> [Data section]
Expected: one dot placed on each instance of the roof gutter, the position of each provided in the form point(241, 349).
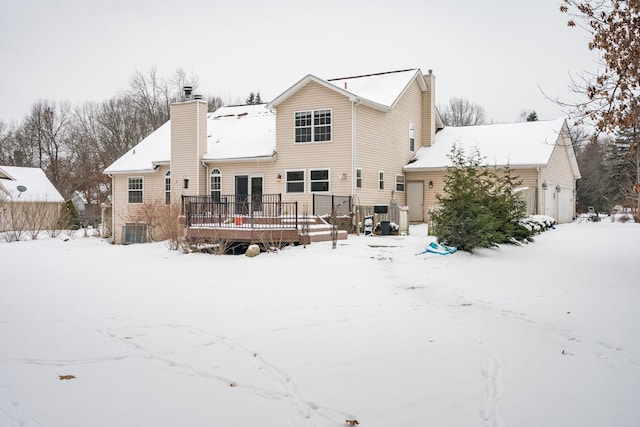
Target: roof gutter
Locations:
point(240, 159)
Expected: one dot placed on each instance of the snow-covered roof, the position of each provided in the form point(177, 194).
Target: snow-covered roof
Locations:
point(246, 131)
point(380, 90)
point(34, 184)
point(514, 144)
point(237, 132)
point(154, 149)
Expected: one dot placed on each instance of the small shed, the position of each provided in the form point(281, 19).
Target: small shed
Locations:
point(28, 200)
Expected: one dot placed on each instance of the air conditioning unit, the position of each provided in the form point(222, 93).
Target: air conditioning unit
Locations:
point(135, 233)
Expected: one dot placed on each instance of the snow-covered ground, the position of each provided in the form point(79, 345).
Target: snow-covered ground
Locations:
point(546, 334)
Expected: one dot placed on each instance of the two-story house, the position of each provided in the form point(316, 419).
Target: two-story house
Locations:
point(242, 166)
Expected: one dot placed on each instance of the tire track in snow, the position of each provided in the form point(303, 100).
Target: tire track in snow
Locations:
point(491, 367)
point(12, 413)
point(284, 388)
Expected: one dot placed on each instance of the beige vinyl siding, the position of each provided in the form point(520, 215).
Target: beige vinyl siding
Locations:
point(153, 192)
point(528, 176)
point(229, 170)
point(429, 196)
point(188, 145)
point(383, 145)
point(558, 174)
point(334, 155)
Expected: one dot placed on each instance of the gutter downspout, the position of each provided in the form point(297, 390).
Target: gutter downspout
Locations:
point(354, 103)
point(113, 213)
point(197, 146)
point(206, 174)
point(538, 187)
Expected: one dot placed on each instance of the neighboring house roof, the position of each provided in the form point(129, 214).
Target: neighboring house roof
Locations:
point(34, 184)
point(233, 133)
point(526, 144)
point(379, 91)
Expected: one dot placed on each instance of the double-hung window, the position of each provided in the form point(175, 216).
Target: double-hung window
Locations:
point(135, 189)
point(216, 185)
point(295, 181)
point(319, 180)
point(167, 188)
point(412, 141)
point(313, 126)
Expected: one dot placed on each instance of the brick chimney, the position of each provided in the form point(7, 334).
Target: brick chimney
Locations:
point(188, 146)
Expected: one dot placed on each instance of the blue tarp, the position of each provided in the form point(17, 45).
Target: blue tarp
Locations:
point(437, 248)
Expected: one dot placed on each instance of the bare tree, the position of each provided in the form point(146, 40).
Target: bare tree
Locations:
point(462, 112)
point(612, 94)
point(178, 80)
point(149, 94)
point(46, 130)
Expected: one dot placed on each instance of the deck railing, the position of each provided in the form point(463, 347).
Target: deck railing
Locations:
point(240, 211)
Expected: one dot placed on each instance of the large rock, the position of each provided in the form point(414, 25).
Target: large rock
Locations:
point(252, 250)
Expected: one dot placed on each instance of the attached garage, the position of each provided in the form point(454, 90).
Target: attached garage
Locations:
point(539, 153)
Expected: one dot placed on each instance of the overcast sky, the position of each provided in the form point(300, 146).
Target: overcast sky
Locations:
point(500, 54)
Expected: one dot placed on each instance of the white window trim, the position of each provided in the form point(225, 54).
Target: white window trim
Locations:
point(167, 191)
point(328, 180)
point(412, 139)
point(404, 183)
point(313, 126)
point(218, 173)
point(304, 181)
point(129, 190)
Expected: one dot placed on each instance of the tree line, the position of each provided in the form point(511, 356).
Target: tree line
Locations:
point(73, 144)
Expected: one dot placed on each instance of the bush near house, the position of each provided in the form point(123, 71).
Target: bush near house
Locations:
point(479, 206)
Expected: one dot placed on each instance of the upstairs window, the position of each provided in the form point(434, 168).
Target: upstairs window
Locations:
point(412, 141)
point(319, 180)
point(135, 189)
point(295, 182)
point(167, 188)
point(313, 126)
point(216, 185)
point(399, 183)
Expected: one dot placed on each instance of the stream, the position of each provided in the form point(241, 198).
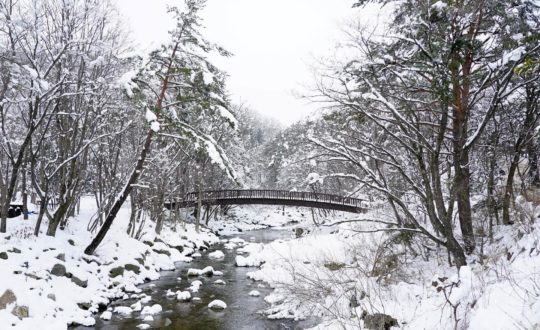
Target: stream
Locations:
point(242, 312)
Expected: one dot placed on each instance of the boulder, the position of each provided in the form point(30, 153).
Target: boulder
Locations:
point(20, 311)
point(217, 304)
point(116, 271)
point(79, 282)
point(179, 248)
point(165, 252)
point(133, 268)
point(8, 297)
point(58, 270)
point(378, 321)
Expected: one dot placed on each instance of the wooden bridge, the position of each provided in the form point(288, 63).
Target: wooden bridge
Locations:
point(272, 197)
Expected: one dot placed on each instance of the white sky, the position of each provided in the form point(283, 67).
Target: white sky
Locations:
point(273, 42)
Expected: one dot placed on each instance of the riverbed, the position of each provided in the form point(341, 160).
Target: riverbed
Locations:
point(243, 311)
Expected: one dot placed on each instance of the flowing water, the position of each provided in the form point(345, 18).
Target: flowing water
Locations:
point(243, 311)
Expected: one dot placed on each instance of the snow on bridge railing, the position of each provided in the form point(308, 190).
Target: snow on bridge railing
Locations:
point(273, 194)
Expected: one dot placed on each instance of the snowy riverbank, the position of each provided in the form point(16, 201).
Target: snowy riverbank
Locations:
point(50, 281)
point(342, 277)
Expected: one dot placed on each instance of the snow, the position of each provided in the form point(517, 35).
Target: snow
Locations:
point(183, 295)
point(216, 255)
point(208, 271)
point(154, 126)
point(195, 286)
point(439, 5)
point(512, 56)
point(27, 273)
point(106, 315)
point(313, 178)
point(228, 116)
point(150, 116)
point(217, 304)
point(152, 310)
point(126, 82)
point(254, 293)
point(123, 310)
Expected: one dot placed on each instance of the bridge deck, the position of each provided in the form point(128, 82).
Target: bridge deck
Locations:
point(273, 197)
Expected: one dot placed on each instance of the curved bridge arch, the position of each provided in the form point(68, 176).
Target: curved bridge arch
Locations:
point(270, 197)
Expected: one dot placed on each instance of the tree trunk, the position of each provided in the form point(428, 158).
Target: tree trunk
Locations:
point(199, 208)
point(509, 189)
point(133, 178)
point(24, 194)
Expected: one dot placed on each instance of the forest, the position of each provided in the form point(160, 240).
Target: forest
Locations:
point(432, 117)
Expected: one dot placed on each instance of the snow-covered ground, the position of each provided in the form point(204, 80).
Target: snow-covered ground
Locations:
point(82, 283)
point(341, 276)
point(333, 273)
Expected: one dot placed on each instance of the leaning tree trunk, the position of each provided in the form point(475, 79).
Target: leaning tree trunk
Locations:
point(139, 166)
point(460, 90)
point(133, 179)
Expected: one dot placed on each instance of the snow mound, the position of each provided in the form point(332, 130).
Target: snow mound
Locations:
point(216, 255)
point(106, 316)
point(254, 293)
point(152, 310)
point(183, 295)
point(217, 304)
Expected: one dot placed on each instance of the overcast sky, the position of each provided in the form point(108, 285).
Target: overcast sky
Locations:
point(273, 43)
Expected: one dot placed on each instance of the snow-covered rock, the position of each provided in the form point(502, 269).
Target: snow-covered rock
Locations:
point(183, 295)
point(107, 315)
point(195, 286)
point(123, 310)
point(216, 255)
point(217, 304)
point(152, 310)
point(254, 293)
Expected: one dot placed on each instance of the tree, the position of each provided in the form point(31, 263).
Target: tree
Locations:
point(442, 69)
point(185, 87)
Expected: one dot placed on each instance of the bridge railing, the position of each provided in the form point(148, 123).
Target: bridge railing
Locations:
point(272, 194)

> [Task prompt]
Change "flowing water" to "running water" throughout everything from the line containing "Expected: one dot placed on each instance of the flowing" down to the line containing "point(273, 194)", then give back only those lines with nothing else altered.

> [Task solution]
Expected: one dot placed on each instance of the running water, the position of each provided in the form point(345, 18).
Target: running water
Locations:
point(243, 311)
Expected: one dot placed on each instance of the snow on bridge railing, the position of each provided in the form point(308, 190).
Target: snow on bridge railing
Locations:
point(273, 194)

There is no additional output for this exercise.